▶ Short exercise
Show every line below that contains the word "hazy". Case counts.

▶ Working data

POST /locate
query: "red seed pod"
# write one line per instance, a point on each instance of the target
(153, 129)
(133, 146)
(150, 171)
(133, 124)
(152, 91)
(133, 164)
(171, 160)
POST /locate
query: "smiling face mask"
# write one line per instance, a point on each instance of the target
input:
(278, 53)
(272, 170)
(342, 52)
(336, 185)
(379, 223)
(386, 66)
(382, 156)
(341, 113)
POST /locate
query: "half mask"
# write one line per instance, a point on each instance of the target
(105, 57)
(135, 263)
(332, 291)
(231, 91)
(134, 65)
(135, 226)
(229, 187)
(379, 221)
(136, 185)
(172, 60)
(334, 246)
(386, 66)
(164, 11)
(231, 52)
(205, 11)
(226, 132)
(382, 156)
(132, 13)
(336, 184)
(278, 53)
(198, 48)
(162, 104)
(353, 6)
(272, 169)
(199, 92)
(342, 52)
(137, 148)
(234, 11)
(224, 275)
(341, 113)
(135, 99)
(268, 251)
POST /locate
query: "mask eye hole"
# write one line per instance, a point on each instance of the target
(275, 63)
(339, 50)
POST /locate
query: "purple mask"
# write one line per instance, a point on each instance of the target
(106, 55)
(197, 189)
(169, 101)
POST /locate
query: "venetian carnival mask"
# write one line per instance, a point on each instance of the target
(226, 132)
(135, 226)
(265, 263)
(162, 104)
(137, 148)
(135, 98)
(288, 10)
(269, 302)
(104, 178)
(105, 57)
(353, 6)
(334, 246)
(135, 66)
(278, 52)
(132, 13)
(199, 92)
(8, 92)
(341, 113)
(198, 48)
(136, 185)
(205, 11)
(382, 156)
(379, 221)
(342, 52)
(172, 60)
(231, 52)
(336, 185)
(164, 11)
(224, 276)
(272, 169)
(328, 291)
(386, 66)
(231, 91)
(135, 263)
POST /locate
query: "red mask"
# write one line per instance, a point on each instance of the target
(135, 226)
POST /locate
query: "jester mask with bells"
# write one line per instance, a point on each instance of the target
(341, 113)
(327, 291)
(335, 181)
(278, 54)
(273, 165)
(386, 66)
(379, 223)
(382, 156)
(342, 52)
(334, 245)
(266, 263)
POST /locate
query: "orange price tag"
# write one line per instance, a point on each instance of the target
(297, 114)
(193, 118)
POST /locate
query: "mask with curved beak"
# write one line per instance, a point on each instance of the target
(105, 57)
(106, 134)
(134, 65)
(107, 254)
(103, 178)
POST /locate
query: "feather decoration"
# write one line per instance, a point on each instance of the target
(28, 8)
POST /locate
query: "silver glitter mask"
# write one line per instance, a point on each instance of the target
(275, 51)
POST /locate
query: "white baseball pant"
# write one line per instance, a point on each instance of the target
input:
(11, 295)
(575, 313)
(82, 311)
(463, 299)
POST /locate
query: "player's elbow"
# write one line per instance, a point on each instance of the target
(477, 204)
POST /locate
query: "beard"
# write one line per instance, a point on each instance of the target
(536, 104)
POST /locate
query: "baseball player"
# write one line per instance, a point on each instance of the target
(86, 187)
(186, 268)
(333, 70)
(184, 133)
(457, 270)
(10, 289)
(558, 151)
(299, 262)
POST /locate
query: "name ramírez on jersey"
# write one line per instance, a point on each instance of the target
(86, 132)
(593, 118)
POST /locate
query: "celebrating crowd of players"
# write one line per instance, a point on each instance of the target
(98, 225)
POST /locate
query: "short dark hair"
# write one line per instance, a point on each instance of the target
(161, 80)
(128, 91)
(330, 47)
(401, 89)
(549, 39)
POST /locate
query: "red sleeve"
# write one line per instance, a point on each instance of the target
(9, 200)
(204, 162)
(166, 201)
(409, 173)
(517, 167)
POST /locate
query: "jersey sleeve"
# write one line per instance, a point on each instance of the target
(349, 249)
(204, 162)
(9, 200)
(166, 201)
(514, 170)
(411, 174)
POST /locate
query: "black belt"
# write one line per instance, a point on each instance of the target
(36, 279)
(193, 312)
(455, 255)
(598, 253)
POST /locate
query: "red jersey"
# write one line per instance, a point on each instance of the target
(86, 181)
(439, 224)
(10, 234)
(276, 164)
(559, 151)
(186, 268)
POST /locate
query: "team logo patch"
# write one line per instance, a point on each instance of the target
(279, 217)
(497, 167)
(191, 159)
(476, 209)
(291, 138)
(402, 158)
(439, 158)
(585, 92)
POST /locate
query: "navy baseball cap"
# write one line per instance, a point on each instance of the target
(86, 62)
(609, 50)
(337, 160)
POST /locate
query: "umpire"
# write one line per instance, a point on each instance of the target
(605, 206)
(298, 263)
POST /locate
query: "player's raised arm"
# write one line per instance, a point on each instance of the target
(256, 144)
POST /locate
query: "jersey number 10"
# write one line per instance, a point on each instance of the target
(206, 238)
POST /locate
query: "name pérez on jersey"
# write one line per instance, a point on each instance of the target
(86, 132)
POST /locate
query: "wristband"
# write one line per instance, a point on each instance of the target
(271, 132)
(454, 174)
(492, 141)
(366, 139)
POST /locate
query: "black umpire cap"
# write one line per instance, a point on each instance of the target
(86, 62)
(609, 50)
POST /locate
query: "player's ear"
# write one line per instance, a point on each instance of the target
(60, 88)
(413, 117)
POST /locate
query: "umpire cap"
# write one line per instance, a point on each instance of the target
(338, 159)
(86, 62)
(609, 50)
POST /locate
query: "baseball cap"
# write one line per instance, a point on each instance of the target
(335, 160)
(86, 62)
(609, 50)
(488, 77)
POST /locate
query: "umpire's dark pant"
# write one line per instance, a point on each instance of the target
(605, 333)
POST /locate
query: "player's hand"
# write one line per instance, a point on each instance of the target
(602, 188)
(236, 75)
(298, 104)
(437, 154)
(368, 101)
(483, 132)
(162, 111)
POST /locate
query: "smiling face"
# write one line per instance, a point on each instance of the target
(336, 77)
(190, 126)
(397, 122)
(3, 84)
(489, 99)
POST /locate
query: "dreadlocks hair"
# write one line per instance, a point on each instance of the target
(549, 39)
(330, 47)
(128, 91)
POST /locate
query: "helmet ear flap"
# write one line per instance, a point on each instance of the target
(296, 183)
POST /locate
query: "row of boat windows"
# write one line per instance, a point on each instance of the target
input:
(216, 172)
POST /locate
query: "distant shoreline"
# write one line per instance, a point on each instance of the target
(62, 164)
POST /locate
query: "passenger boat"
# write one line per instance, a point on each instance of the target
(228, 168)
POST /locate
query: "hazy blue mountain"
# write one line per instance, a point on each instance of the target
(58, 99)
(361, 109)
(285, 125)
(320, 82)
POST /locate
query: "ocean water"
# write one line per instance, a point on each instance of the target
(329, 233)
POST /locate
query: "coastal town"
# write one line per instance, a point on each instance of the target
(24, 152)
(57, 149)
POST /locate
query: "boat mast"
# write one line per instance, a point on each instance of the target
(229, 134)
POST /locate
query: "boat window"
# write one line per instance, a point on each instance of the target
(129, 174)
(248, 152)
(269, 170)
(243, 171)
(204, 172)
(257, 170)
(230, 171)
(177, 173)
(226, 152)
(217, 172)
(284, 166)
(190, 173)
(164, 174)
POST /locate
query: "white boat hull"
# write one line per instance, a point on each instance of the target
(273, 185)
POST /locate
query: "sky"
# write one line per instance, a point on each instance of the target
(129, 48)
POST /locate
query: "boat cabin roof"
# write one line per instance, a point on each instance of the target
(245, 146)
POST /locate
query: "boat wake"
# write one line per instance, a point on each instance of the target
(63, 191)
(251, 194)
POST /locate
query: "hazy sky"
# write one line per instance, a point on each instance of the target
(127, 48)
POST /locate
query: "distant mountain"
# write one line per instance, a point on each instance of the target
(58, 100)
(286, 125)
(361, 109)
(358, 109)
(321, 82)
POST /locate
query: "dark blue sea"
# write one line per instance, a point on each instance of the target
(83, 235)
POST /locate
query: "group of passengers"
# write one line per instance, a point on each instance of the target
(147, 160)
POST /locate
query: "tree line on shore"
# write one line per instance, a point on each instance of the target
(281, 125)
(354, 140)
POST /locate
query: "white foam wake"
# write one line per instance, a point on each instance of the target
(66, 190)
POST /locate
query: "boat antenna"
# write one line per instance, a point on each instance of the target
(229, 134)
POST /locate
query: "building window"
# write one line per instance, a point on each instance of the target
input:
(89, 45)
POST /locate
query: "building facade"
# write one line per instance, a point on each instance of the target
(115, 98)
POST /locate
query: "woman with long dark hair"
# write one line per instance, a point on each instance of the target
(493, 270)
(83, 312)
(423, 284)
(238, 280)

▶ Result
query: "hazy blue mountain"
query: "hazy sky"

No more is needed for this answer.